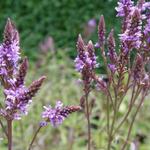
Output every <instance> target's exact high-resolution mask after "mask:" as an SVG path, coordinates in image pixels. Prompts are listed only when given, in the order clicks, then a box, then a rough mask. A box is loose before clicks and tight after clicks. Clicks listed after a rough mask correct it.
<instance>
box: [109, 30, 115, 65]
mask: <svg viewBox="0 0 150 150" xmlns="http://www.w3.org/2000/svg"><path fill="white" fill-rule="evenodd" d="M107 43H108V56H109V59H110V61H111V63H113V64H114V63H116V62H117V59H118V58H117V53H116V51H115V47H116V44H115V39H114V31H113V30H111V32H110V34H109V36H108V42H107Z"/></svg>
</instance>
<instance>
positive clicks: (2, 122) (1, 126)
mask: <svg viewBox="0 0 150 150" xmlns="http://www.w3.org/2000/svg"><path fill="white" fill-rule="evenodd" d="M0 125H1V127H2V130H3V131H4V133H5V135H6V137H7V138H8V134H7V131H6V129H5V127H4V125H3V122H2V121H1V120H0Z"/></svg>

ACTION ITEM —
Exactly as written, give every entry again, but not the pictures.

RESULT —
Output every <instance> target's exact high-resolution mask after "mask:" as an SVG path, coordinates in image pixels. Prompts are listed only when given, in the order clicks, then a box, then a rough mask. A box is loose before clicks and tight after clicks. Clicks listed after a rough mask correct it.
<instance>
box: [109, 30, 115, 65]
mask: <svg viewBox="0 0 150 150" xmlns="http://www.w3.org/2000/svg"><path fill="white" fill-rule="evenodd" d="M107 43H108V56H109V59H110V61H111V63H113V64H114V63H116V62H117V59H118V58H117V53H116V51H115V47H116V44H115V39H114V31H113V30H111V32H110V34H109V36H108V42H107Z"/></svg>
</instance>
<instance>
positive clicks: (2, 122) (1, 126)
mask: <svg viewBox="0 0 150 150" xmlns="http://www.w3.org/2000/svg"><path fill="white" fill-rule="evenodd" d="M0 125H1V127H2V130H3V131H4V133H5V135H6V137H7V138H8V134H7V131H6V129H5V127H4V125H3V122H2V121H1V120H0Z"/></svg>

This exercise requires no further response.